(Text for analysis begins)

Esther Pearl Watson: Galactic Plains
Gregorio Escalante Gallery
May 28 to June 26, 2016
By MEGAN ABRAHAMS, JUL. 2016
In the simplest of terms, this is a chronicle of family life in small town America. Clearly, the setting is somewhere in the USA. There are clues: like a faithfully rendered miniature Taco Bell sign by a roadside in the distance. There’s a dad, mom, assorted kids — one being the artist as a young girl — and a likely grandmother, a row of flowers along the bottom of a frame, as in the approach a child might use to establish the foreground. The paintings refer to a suburban coming of age story, flavored by an outward air of innocence. But wait. In the sky, hovering over the heads of the family members, there are strange shapes. UFOs keep popping up: a recurring theme in both night and day skies. Then, in one painting, the kids are depicted dumpster diving with their dad. In another, they are in Italy on a sort of archeological survey — except instead of searching for artifacts, they’re looking for skulls.
In Galactic Plains — predominantly paintings, with a few three-dimensional cutout works mounted on pedestals for a sculptural effect — Esther Pearl Watson pulls us into an astonishing narrative presented as if from a child’s point of view. This is visual memoir. The series is a vehicle through which the artist revisits episodes from her unconventional childhood, propelled by an eccentric but apparently charismatic father who not only believed in UFOs, but actually built them in the backyard. Soaked in narrative that enchants even where disturbing threads glimmer through, Watson’s paintings require little need for interpretation, with painted captions and descriptive titles, which provide detailed insight into the often bizarre story behind the images.
"Somewhere More Private" (2016) depicts the family on moving day. Four kids gather toys off a lawn, while the mother carries a baby. The father, decked out in a cowboy hat, loads the trunk of a yellow car. A caption on the upper right makes it clear: Wylie, Texas, 1988. We moved somewhere more private so Gene Watson could design the future of transportation.
In "Texas to Florida" (2016), the dad is portrayed on a bike under a dusky Florida sky, a police car with headlights glaring, just before the moment of apprehension. Centered in the starry evening sky, a large glittery pink striped UFO looms above. The caption explains: Sachse, Texas, 1989. Our Dad borrowed a bike he found behind the gas station. Then he rode from Texas to Florida until the cops brought him home.
The paintings take the viewer for a ride, convincingly conveying a sense of fantasy and a sort of convoluted child’s sense of reality, strangely entwined. The work fits into the category of outsider art, given its outward simplicity, flat areas of color, and the way it so adroitly channels a childlike vantage point. Still this is outsider or naïve art anchored by formal training. While the paintings are composed in the straightforward manner of a child narrator, they also show evidence of the seasoned hand of someone who attended art school, learned perspective and other integral principals of drawing. Indeed, the artist earned a BFA in Illustration from Art Center College of Design (where she currently teaches) and an MFA from California Institute of the Arts. A studied technical acumen and sophistication of approach informs the artist’s seemingly folk art sensibility.
Whimsical and poignant, there’s a lot of dreaming in these paintings. Watson often alludes to the hope for a greater place and time ahead, as in"Sparkle and Shine" (2016) in which three cows stand under a starry night sky, dominated by a dramatic UFO. The caption: One day the future will sparkle and shine up the night.
In "Dream Home" (2016) the family is gathered on a path in a nighttime landscape with lush trees in the background, flowers in the foreground and a fleet of metallic silver spaceships above. The hopeful caption reads: Comanche, Texas, 1989. This is where I would build a dream home. A sense of wishful hope permeates these works, as in a child’s worldview before the loss of innocence. Happily, the artist’s innocent vantage point appears to have remained intact into adulthood. WM
Megan Abrahams is a Los Angeles-based writer and artist. The managing editor of Fabrik Magazine, she is also a contributing art critic for Art Ltd., Fabrik, ArtPulse and Whitehot magazines. Megan attended art school in Canada and France. She is currently writing her first novel and working on a new series of paintings.

(Text for analysis ends)

• Exercises:
1. According to the review, where did Esther Pearl Watson earn her BFA in Illustration?
2. Reproduce the passage of the review that starts with the words "Whimsical and poignant, there’s" and finishes with "up the night.".

(Data extracts begins)

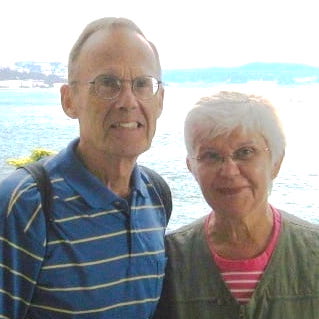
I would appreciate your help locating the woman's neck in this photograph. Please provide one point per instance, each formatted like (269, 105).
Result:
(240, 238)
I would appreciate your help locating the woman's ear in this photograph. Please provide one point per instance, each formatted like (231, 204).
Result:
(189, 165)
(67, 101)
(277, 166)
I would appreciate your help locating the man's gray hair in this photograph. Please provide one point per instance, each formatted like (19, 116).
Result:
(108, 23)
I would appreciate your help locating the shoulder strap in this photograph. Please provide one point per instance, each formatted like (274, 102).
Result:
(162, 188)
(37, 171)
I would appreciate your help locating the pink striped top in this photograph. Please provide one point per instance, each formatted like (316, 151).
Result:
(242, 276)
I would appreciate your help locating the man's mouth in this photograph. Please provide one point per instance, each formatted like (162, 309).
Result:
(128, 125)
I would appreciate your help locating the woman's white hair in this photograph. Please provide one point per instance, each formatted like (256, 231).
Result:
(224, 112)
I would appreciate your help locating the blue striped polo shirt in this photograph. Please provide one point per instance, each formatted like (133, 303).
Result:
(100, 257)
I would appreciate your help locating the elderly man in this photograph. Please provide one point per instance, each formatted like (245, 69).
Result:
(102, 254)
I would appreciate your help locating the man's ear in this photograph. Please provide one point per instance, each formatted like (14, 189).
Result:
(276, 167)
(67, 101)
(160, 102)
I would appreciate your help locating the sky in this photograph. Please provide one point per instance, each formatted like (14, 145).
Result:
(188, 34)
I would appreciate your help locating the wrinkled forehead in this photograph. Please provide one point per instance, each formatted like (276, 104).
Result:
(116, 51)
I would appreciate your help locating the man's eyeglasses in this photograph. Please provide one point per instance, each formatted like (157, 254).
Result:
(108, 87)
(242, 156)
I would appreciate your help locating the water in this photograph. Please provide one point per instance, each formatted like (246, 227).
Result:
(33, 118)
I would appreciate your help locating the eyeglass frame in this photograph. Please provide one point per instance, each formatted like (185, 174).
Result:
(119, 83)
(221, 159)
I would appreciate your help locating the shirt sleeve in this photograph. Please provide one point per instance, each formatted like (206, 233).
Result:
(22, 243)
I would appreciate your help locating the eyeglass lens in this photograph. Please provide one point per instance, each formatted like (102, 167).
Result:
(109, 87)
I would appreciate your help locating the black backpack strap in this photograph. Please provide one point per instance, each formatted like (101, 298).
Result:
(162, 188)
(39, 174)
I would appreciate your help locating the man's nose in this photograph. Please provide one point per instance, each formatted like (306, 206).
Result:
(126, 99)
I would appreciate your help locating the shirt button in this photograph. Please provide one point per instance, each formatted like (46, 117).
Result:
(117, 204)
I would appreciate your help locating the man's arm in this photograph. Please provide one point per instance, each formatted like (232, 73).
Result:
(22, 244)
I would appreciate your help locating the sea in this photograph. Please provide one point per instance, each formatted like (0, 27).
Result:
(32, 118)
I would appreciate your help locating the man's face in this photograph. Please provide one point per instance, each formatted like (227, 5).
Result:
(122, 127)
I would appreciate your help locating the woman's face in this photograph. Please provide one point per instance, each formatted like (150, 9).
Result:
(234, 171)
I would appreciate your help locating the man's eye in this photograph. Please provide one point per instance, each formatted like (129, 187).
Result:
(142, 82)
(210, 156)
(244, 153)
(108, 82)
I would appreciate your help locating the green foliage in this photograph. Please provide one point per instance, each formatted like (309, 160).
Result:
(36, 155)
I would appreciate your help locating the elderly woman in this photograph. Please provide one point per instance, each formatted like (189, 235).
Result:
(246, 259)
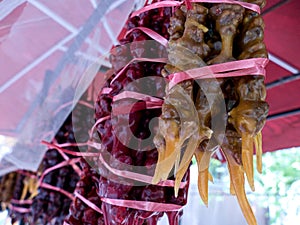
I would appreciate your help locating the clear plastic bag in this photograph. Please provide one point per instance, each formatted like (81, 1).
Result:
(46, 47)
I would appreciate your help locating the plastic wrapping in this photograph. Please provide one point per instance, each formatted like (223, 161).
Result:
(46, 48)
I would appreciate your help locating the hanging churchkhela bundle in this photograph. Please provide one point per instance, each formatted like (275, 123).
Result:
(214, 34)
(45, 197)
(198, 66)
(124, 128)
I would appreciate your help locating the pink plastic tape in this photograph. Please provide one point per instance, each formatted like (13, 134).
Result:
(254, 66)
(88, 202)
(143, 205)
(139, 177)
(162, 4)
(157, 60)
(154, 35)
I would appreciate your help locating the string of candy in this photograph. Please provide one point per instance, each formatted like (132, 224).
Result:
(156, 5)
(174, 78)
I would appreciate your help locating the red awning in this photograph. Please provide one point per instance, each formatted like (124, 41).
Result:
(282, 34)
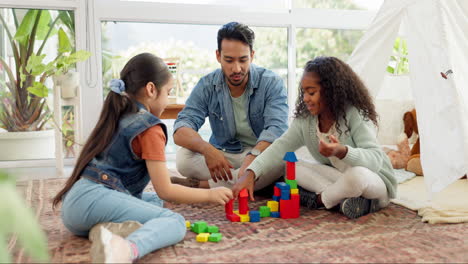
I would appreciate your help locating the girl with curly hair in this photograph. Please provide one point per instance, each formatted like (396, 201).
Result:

(Data extracts ends)

• Response list:
1. Art Center College of Design

2.
Whimsical and poignant, there’s a lot of dreaming in these paintings. Watson often alludes to the hope for a greater place and time ahead, as in"Sparkle and Shine" (2016) in which three cows stand under a starry night sky, dominated by a dramatic UFO. The caption: One day the future will sparkle and shine up the night.